==== Data for this task ====

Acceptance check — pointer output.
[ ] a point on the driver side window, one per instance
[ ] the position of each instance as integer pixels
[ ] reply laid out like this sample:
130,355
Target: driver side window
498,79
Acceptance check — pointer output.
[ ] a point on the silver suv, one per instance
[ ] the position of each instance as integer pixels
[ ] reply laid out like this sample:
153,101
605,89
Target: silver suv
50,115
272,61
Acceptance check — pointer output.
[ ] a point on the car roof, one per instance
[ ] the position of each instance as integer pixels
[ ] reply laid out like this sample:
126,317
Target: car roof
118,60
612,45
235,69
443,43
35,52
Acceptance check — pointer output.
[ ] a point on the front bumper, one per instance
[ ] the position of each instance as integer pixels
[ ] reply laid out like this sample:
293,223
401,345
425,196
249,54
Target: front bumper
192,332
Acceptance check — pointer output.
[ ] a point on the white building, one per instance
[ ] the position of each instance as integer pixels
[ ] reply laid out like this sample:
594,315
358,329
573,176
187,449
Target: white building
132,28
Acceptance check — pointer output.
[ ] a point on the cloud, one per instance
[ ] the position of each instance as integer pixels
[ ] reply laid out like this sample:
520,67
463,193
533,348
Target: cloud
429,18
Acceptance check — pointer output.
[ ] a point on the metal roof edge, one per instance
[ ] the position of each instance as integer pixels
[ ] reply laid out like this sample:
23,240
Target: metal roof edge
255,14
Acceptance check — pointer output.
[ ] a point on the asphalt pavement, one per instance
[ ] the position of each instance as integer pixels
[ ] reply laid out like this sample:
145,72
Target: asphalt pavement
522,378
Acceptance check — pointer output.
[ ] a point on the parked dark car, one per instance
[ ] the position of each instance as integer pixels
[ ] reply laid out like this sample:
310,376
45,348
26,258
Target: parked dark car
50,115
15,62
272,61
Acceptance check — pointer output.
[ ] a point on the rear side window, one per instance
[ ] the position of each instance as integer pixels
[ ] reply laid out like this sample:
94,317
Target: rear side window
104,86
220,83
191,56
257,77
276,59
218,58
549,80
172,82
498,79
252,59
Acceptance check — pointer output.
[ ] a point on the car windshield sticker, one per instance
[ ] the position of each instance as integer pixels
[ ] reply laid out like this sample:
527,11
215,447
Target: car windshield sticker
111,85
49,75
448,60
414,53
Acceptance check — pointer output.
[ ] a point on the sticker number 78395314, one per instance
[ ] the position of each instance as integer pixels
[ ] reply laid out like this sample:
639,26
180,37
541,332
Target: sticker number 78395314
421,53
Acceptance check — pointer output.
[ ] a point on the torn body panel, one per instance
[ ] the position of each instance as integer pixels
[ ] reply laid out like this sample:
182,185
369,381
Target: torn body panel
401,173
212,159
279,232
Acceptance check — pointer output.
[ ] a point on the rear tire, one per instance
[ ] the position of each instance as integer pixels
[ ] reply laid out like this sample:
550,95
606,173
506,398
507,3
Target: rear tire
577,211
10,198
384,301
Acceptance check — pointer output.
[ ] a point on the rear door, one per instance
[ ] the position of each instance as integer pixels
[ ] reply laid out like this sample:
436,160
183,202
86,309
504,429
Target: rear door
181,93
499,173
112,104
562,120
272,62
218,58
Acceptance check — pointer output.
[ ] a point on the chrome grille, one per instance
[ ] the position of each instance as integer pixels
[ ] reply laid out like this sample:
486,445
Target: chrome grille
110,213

====

About this task -
This task calls for every entry above to be transcribed exactly.

Task answer -
Acceptance check — pointer output.
[ ] a point on the driver side window, one per instance
[ ] the position of each instance as integer pixels
[ ] reply laid out like this sample:
130,355
Target: driver side window
498,79
Acceptance check — pointer output.
[ ] a point on the silver suv, one per instance
[ ] the position of each instance as integer pixels
[ ] reply laid out like this sample:
153,101
605,89
Target: silver suv
50,115
272,61
Acceptance check — pointer output.
[ ] a point on the car roof, one per instance
[ ] the position of each instance as integer pixels
[ ] reply laid out like this sample:
126,317
Target: car roof
118,60
612,45
235,69
443,43
35,52
Acceptance check — pointer output.
[ ] a point on the front bumper, one per instance
[ ] the position of each instance as integer pixels
[ ] reply laid out like this sample:
293,223
401,345
425,196
249,54
Target: front bumper
192,332
Acceptance check — pointer output.
[ ] a point on the white building, one per instance
[ ] the position of each instance as integer pixels
[ ] reply laid out like this sample:
594,315
358,329
573,176
187,449
Target: white building
132,28
Acceptance check — pointer output.
[ ] a point on the cloud, one per instance
[ ] the position of each instance as integer pixels
[ ] reply laid out like this sample:
520,67
463,193
533,348
Target: cloud
429,18
Acceptance check — pointer output.
[ ] a point on the metal roof edge, one per instance
[ ] the position of each instance as integer pixels
[ ] reply laid out like this sample:
23,240
Target: metal roof edge
255,14
Acceptance check — pointer output.
[ ] a point on the asphalt pavement, one per instance
[ ] the position of each instance as integer pixels
[ ] reply laid out like this sample:
145,72
Target: asphalt pavement
522,378
Acceptance check — pointer output.
[ ] a point on the parked dark car, one per instance
[ ] the position of each instance as integer pixels
[ ] reply laid out like this sample:
310,376
45,348
26,258
Target: parked dark car
50,115
15,62
272,61
Acceptance check — pointer output.
[ ] a point on the rear side window, one per instance
[ ] the position of each instance as integer pixels
[ ] reply laid out like this sample:
94,317
Target: rear side window
104,86
220,83
191,56
257,77
276,59
218,58
549,80
172,82
498,79
252,59
Acceptance check — pointer output.
[ ] a point on the car windshield sticker, one per instance
[ ] the position of each instance as integer pixels
[ ] reply laid out like this sample:
527,11
215,447
Target: car windshield sticker
111,85
49,75
448,60
414,53
Acceptance check — pointer output.
[ ] a point on the sticker number 78395314, one per instance
[ ] the position of each instance as integer pixels
[ ] reply laid out like this sample:
639,26
180,37
541,332
Target: sticker number 78395314
421,53
Acceptance check — pointer output.
[ ] a point on the torn body panel, one per instance
[ ] the position of each instance as integer pixels
[ ] reply laid out like this sample:
182,185
369,381
Target: torn body panel
401,173
212,159
279,232
Acceptance check — pointer output.
[ ] a point on the rear tire, one per instance
[ ] the position of each instance as integer pixels
[ ] reply laid out like this sample:
550,95
606,173
506,398
507,3
Target: rear tire
577,211
10,198
384,301
Acceptance check — pointer output.
[ ] a point on the rear door, one per instance
[ ] the position of each instance as integer pixels
[ ] reply laid out like this sample:
436,160
183,202
86,309
504,429
Target: rear door
181,93
499,173
112,104
562,120
272,62
218,58
Acceptance check — pointer output.
[ ] a point on the chrome grille, one per instance
[ ] the position of each instance as integer pixels
[ ] reply laid out like this sample:
486,445
Target: chrome grille
110,213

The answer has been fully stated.